____ RECORDS PROVIDED

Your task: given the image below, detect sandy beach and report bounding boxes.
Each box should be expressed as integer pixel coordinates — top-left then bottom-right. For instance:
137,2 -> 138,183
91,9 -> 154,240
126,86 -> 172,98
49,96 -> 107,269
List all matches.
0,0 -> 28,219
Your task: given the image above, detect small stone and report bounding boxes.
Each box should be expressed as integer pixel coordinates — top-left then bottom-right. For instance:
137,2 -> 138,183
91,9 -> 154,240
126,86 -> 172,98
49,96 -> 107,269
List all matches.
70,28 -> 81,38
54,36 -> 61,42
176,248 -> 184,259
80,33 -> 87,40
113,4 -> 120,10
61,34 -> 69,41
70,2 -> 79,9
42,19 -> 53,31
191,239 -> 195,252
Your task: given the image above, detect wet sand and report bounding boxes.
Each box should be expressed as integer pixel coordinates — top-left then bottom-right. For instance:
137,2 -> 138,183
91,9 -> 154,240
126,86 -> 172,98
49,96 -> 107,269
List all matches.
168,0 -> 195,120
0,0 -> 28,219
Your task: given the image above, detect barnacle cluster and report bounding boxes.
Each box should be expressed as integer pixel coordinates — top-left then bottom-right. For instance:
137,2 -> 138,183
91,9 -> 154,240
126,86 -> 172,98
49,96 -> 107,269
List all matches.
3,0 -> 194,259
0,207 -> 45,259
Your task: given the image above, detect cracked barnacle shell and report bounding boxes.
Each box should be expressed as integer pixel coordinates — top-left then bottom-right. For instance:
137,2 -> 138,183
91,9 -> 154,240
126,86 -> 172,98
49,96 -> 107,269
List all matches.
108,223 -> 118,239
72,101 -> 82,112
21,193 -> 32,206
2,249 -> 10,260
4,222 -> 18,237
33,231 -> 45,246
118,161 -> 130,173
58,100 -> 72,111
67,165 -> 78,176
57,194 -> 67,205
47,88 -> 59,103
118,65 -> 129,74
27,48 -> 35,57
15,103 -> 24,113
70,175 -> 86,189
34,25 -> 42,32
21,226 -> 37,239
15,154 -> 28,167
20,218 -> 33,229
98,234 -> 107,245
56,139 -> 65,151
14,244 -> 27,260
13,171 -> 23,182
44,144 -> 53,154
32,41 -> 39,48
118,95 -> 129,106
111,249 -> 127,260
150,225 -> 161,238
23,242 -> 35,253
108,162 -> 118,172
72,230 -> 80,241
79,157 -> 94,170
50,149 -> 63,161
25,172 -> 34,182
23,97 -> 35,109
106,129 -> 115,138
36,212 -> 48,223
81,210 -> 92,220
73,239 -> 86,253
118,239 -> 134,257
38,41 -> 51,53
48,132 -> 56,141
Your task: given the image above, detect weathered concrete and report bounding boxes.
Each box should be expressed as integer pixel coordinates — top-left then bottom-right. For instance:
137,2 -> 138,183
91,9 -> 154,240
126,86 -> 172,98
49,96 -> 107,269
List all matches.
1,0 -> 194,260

________

WORK TO COMPLETE:
Without leaving out a single line, retype the material above exactly.

FINAL ANSWER:
Your task: given the image below, detect sandy beach and report bounding boxes.
Each box should be expressed as integer pixel coordinates — top-left then bottom-right. For instance:
137,2 -> 138,183
91,9 -> 154,240
126,86 -> 172,98
49,96 -> 107,269
List all matches.
0,0 -> 28,219
Your task: given the image above, detect small stone and report bounding boxes.
Each box should be expressed as integer pixel coordinates — top-left then bottom-right. For instance:
137,2 -> 138,183
91,9 -> 154,240
126,86 -> 172,98
49,96 -> 107,269
List all matches.
70,28 -> 81,38
54,36 -> 61,42
176,248 -> 184,259
80,33 -> 87,40
113,4 -> 120,10
61,34 -> 69,41
70,2 -> 79,9
42,19 -> 53,31
191,239 -> 195,252
Your task: given the image above, detect wet sand and report bounding boxes.
Each box should be expressed as integer pixel coordinates — top-left then bottom-right. For instance:
137,2 -> 138,183
91,9 -> 154,240
126,86 -> 172,98
49,96 -> 107,269
List all matches.
168,0 -> 195,120
0,0 -> 28,219
Your task: given the image above, detect barnacle cluster and report bounding boxes.
Each box should be expressed as integer pixel coordinates — top-left then bottom-right. For instance:
137,2 -> 138,183
91,9 -> 154,240
126,86 -> 172,98
49,96 -> 107,269
List all matches.
3,0 -> 194,259
0,207 -> 45,259
Your task: given the image above, detect cracked barnacle shell and report bounding boxes.
Each box should be expressed as integer pixel coordinates — top-left then bottom-right. For instance:
137,2 -> 138,183
91,9 -> 154,240
126,86 -> 172,98
49,96 -> 107,269
List all matches.
108,223 -> 118,239
72,101 -> 82,112
21,193 -> 32,206
2,249 -> 10,260
4,222 -> 18,237
33,231 -> 45,246
118,161 -> 130,173
58,100 -> 72,111
67,165 -> 78,176
57,194 -> 67,205
47,88 -> 59,103
118,65 -> 129,74
27,48 -> 35,57
15,103 -> 24,113
70,175 -> 86,189
34,25 -> 42,32
21,226 -> 37,239
15,154 -> 28,167
20,218 -> 33,229
98,234 -> 107,245
56,139 -> 65,151
14,244 -> 27,260
13,171 -> 23,182
44,144 -> 53,154
32,41 -> 39,48
118,95 -> 129,106
111,249 -> 127,260
150,225 -> 161,238
23,242 -> 35,253
108,162 -> 118,172
72,230 -> 80,241
79,157 -> 94,170
50,149 -> 63,161
25,172 -> 34,182
23,97 -> 35,109
106,129 -> 115,138
36,212 -> 48,223
81,210 -> 92,220
73,239 -> 86,253
118,239 -> 134,257
38,41 -> 51,53
48,132 -> 56,141
Your task: given the image above, detect weathered concrete and report bounding boxes.
Each box should be expressed as integer pixel coordinates — top-left then bottom-right. For instance:
137,2 -> 138,183
91,9 -> 154,240
126,86 -> 172,98
49,96 -> 107,269
List all matches.
1,0 -> 194,260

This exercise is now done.